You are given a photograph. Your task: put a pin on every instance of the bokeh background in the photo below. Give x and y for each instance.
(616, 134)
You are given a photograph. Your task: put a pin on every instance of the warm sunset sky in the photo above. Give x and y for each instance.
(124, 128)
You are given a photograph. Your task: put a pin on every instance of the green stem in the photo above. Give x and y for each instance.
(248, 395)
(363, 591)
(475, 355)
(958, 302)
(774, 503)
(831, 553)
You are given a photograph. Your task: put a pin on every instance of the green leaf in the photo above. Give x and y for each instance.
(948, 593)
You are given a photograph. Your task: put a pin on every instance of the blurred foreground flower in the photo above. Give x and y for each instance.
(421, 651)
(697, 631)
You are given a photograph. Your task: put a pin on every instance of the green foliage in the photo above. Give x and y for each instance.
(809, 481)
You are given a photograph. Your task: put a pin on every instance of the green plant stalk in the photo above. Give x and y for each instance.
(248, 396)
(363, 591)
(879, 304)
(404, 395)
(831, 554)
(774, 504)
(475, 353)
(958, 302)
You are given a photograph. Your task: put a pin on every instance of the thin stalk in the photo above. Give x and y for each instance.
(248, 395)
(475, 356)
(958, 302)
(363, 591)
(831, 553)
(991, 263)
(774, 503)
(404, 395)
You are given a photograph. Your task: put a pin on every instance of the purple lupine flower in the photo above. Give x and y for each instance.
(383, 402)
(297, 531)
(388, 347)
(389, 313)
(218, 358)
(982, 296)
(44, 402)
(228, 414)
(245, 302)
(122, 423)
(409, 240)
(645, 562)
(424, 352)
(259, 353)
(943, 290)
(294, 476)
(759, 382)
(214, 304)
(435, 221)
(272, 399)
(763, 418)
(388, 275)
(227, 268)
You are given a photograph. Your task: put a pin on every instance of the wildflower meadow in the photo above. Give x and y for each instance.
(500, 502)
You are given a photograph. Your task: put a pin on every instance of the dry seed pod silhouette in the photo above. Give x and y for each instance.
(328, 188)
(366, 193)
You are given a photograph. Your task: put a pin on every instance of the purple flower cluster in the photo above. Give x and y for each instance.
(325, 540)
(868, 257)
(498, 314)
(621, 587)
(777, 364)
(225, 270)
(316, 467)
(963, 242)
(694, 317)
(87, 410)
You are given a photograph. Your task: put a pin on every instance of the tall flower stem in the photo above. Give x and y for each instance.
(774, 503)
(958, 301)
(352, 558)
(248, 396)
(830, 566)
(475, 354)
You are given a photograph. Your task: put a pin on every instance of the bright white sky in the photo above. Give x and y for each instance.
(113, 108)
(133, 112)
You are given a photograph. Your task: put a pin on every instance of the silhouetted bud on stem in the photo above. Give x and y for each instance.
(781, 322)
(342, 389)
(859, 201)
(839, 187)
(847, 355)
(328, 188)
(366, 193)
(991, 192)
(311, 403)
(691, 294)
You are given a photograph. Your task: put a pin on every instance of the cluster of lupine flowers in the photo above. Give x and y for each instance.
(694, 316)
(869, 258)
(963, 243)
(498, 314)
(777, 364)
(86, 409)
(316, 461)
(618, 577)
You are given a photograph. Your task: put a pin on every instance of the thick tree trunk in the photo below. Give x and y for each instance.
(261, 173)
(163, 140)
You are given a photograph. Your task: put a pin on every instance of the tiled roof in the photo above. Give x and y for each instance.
════════════════════
* WHAT TO WORK ON:
Beginning at the line containing "the purple lupine", repeat each line exactly through the last line of the entries, and include no other lines.

* CORRECT RESPONSE:
You are given a photograph. Your task: put a pin on every instance of the purple lupine flower in the photo above. Give x and y for each instance.
(383, 402)
(297, 531)
(388, 347)
(389, 313)
(218, 358)
(982, 296)
(44, 402)
(228, 414)
(245, 302)
(122, 423)
(409, 240)
(645, 562)
(424, 352)
(259, 353)
(943, 290)
(294, 476)
(759, 382)
(214, 304)
(435, 221)
(272, 399)
(763, 418)
(388, 275)
(227, 268)
You are given a photograph. Your task: put a pin on every instance of the wildflower meadow in the photo above. Give x and y for each instance.
(500, 502)
You are given a photograph. Your task: put a pin on every instance of the dry seed pod silhouette in the photo above. Give x and y for each instance.
(328, 188)
(366, 193)
You are given a photograph. Your task: put a pin on every instance of the purple flower cluster in the photo above. Give x and y for each instance.
(325, 540)
(868, 257)
(498, 314)
(621, 587)
(777, 364)
(225, 270)
(316, 467)
(963, 242)
(694, 317)
(87, 410)
You are given a photograph. Your task: put a pin on every instance of the tall flower stem in the photo above. Give x and y for each instance.
(774, 503)
(958, 301)
(352, 558)
(248, 396)
(830, 566)
(475, 354)
You are given a photograph. Your task: put a pin on every instance of the bright white sky in the photo above. Give x and y for each instance.
(113, 108)
(133, 112)
You are given a photograph. Your task: put a pin on every instance of the silhouetted bud on stem in the photo above. Give x and y for each instance.
(781, 322)
(342, 389)
(859, 201)
(839, 187)
(847, 355)
(328, 188)
(366, 193)
(991, 192)
(311, 403)
(691, 294)
You are given a photograph. Your task: put a pin on every instance of the cluster of lupine flowers in the photo above. Give x and y for each instance.
(694, 316)
(869, 258)
(963, 243)
(498, 314)
(777, 364)
(86, 409)
(316, 461)
(618, 577)
You are given a photograph. Your task: put a pin on every instance of the thick tree trunk in the photo below. Give x and y for each instance.
(261, 173)
(163, 140)
You are given a photograph. Your task: put a pin on every instance of the tiled roof in the photo above. Give x and y for each instance.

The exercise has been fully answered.